* Source extract:
————
Monday, November 2, 2009

A white supremacist with a green outlook

Jeff Hughes poses for a self-portrait in his Nanaimo apartment.

By Tom Hawthorn
Special to The Globe and Mail
November 2, 2009

VICTORIA

The deceased is honoured on a Facebook page, as is the custom in this digital age.

“Rest in peace mate,” a mourner posts.

“Jeff,” writes another, “you are a true inspiration to all involved in the movement. May your work carry on through your words of wisdom!”

“Your memory will live on,” a third writes, “we’ll see you in Valhalla. 14/88.”

Valhalla? 14? 88?

The tributes and salutations are posted on a page launched by Jeff Hughes, a soft-spoken man with close-cropped hair who liked photography and volunteered for an environmental organization.

Mr. Hughes, 48, was shot to death by the RCMP outside his home in Nanaimo on the morning of Oct. 23. Police have released few details of the shooting, which is being investigated by the Vancouver Island Integrated Major Crime Unit.
————
* Data supplied:
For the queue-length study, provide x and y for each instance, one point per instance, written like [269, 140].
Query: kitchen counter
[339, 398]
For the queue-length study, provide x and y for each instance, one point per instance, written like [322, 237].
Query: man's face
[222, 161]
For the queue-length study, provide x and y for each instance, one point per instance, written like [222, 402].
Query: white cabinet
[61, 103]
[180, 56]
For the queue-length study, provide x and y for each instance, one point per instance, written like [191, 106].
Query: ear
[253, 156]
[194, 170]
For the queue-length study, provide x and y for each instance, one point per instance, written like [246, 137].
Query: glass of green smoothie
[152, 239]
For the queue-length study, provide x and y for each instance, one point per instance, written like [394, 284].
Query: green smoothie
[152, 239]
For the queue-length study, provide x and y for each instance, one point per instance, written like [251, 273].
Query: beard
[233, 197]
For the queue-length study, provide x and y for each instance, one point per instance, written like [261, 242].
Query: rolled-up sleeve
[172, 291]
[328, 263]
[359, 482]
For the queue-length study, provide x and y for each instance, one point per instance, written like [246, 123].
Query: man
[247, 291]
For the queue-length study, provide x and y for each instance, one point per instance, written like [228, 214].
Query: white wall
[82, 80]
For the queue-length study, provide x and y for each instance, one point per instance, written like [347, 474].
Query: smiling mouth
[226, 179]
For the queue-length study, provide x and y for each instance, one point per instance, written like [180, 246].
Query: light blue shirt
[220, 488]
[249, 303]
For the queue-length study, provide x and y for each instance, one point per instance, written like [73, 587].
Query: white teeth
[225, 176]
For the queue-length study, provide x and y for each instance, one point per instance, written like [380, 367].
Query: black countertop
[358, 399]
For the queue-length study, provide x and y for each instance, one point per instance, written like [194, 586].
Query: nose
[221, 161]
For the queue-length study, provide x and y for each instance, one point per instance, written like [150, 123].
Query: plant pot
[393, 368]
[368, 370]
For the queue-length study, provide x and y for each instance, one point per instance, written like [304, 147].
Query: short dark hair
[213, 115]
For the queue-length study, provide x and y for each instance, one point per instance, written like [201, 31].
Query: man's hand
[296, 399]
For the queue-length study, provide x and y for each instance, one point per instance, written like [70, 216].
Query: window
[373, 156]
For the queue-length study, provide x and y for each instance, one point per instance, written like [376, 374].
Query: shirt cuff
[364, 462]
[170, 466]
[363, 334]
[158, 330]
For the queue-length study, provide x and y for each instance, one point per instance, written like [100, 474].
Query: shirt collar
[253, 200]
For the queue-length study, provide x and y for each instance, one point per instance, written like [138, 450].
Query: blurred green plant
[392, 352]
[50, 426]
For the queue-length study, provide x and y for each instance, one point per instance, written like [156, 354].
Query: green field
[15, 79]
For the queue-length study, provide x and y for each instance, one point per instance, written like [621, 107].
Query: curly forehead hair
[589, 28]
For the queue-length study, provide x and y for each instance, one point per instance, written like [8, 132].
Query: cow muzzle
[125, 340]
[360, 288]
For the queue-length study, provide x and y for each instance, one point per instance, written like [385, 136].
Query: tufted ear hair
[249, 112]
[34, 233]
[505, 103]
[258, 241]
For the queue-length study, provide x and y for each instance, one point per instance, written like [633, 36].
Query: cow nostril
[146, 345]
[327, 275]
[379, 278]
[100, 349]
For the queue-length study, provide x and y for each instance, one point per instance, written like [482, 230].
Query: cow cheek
————
* Written tasks:
a - In the article on Jeff Hughes's death, which police unit is investigating the shooting?
b - Carry on the news article about Jeff Hughes's death from the point where it ends.

* Response list:
a - The Vancouver Island Integrated Major Crime Unit.

b -
His Facebook page promotes the Northwest Imperative, which is a call to carve a “whites only” homeland from the states of Washington, Oregon and Idaho. It includes a so-called “Homecoming Guide” urging white nationalists to resettle in this area.

He posted videos in which he urges white nationalists to overcome their fears and meet one another in person instead of relying on computer connections.

“Are you afraid they’re going to kick in your door? They know where you live,” he says. “They know who you are. They know what you do. It doesn’t matter. You are not hiding from the enemy. You are hiding from yourself and your friends.”

He also expresses frustration that the call for a white homecoming was not being propagated on the Web.

“We’re not asking you to march down the street in crazy, idiotic uniforms,” he says. “We’re not asking you to go out there and risk life and limb. We’re just asking you to take two minutes out of your day and push a simple thing like a website.”

The page includes links to an anti-Jewish pamphlet he encourages readers to reprint and distribute. It has an address for a post-office box in Nanaimo for a group called Northwest Front Canada.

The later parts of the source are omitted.